Je souhaite vous parler d’un coup de cœur ; le livre de Leila Sebbar, L’arabe comme un chant secret, (Éditeur : « Bleu Autour », 2007, 78 pages).
Voici la 4e du livre et une présentation de Sophie Deltin.
La 4e du livre:
Comment vivre séparée de la langue de son père, l’arabe ? Leila Sebbar témoigne de son obstination d’écrivain face à cette question pour elle lancinante, depuis l’Algérie coloniale, où elle est née d’un père algérien et d’une mère française, jusqu’à Paris, où elle écrit son père dans la langue de sa mère. L’un de ses livres les plus personnels et émouvants.
Présentation du livre par Sophie Deltin
(article paru dans la revue Le Matricule des Anges no 89, janvier 2008)
Leïla Sebbar réarrime le fil de sa mémoire au plus près de ce point perdu que fut la langue de son père. Un livre dédié à tous les enfants nés d’une union mixte.

▸ **CONSIGNE 1**
Dans le listing, reprenez la partie qui s'ouvre au début et se ferme sur la ligne contenant « x=828 y=1056 », incluse, en remplaçant « white plate » par « porcelain plate » sans rien modifier d'autre. Laissez les images de côté dans votre réponse.

▸ **ENTRÉES EXTRAITES**
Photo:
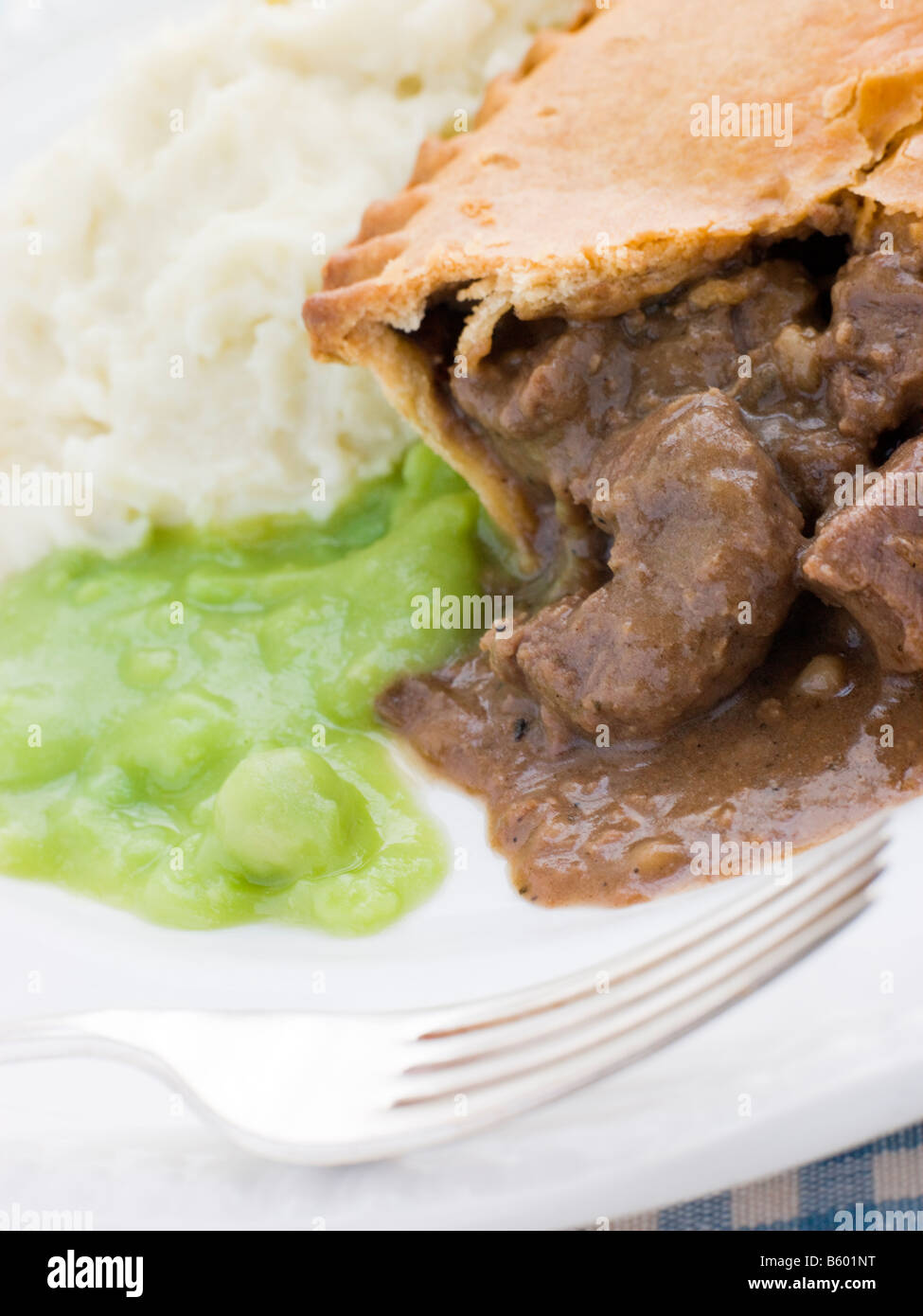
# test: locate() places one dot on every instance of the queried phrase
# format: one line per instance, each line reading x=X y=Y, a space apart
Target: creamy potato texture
x=153 y=262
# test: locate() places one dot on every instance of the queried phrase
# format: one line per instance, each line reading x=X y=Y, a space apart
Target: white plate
x=828 y=1056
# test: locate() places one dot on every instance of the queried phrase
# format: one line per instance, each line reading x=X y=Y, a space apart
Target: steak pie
x=663 y=308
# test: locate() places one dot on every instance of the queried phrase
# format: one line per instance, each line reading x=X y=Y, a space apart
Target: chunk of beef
x=875 y=345
x=868 y=559
x=704 y=543
x=552 y=391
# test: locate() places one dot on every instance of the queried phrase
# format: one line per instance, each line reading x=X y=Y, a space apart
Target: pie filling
x=727 y=647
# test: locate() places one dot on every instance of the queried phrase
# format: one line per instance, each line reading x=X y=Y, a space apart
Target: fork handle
x=54 y=1038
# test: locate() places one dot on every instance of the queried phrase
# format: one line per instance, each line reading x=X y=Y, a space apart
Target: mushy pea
x=188 y=731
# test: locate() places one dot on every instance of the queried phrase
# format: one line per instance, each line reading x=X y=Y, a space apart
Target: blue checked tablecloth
x=882 y=1175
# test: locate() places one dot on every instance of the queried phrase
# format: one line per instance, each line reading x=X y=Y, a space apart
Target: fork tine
x=629 y=1009
x=538 y=1087
x=570 y=1001
x=494 y=1011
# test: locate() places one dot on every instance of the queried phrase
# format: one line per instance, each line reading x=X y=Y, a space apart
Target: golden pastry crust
x=582 y=191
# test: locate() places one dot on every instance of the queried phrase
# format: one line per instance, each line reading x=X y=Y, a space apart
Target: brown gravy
x=795 y=756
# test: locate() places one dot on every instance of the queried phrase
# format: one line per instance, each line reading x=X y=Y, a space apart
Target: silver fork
x=336 y=1089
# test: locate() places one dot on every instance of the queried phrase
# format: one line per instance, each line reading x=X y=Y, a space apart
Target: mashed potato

▸ **CONSIGNE 2**
D'après le texte sur L'arabe comme un chant secret, pourquoi la séparation d'avec l'arabe est-elle une question pour Leila Sebbar ?

▸ **RÉPONSE COMPLÈTE 1**
Photo:
# test: locate() places one dot on every instance of the queried phrase
# format: one line per instance, each line reading x=X y=Y, a space apart
Target: creamy potato texture
x=153 y=262
# test: locate() places one dot on every instance of the queried phrase
# format: one line per instance, each line reading x=X y=Y, a space apart
Target: porcelain plate
x=828 y=1056

▸ **RÉPONSE COMPLÈTE 2**
Née dans l'Algérie coloniale d'un père algérien et d'une mère française, elle est séparée de l'arabe, la langue de son père. À Paris, elle écrit son père dans la langue de sa mère.